**Required task:**
Copy out every line of the items below, requests included, but multiply each coordinate in the answers by 1.8 and round to the nearest whole number, with halves going up; numbers in the requests and their format samples stay unchanged. Leave the pictures out.

======== Provided records

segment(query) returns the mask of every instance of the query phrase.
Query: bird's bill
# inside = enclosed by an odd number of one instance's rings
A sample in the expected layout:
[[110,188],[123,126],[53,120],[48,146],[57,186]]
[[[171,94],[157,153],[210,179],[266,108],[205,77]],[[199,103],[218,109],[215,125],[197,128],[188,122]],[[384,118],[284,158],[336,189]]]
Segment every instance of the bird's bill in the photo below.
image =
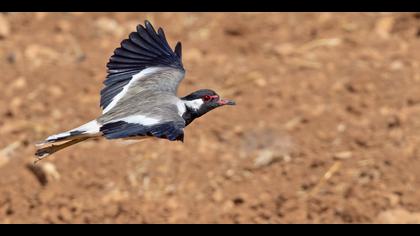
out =
[[235,101],[229,100],[229,99],[220,99],[219,101],[217,101],[217,104],[219,104],[220,106],[223,106],[223,105],[236,105]]

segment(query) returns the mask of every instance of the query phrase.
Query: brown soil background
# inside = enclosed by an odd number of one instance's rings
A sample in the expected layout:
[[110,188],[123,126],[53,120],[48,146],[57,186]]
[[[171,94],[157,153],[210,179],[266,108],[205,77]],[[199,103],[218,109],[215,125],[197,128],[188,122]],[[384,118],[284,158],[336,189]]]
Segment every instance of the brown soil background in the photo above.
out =
[[[100,114],[145,19],[183,43],[184,95],[237,101],[185,143],[34,143]],[[0,14],[1,223],[420,223],[420,15]]]

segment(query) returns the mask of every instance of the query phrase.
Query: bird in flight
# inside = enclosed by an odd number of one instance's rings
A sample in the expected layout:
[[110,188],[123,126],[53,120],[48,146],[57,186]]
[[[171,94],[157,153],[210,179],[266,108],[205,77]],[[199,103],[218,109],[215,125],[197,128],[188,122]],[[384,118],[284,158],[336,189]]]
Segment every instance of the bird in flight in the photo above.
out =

================

**Problem solution:**
segment(query) returns the mask of every instance of the query phrase.
Query: bird's bill
# inside = enclosed by an odd number of one instance's rings
A sample in the expected layout:
[[110,188],[123,126],[53,120],[48,146],[57,186]]
[[[171,94],[157,153],[210,179],[266,108],[205,77]],[[199,103],[218,109],[215,125],[197,128],[188,122]],[[384,118],[284,158],[336,189]]]
Segment every instance of the bird's bill in the photo below.
image =
out =
[[423,182],[412,180],[412,178],[396,178],[394,182],[391,182],[391,187],[394,187],[396,191],[401,191],[401,189],[425,189]]

segment(query) returns the mask of every instance of the query phrase.
Query: brown soil background
# inside = enclosed by an odd number of one instance's rings
A sample in the expected layout:
[[110,188],[123,126],[53,120],[48,146],[57,186]]
[[[171,94],[157,153],[210,179],[266,108],[205,77]],[[199,103],[218,109],[215,125],[197,128],[188,122]],[[384,118],[284,158],[336,189]]]
Segment every instance of the brown soil background in the photo above.
out =
[[[180,205],[261,34],[329,77],[331,171],[427,182],[333,257],[61,257]],[[0,25],[2,401],[756,401],[756,27]]]

segment(query) returns the mask of every instance of the query phrase.
Query: bird in flight
# inside = enclosed by an odd number of one instance's rings
A sample in the expected layout:
[[110,188],[123,126],[53,120],[48,146],[57,186]]
[[[171,94],[157,153],[210,179],[266,108],[205,77]],[[199,103],[218,109],[215,125],[197,128],[188,122]],[[384,118],[284,158],[336,189]]]
Segment every instance of the bird in flight in the photo above.
out =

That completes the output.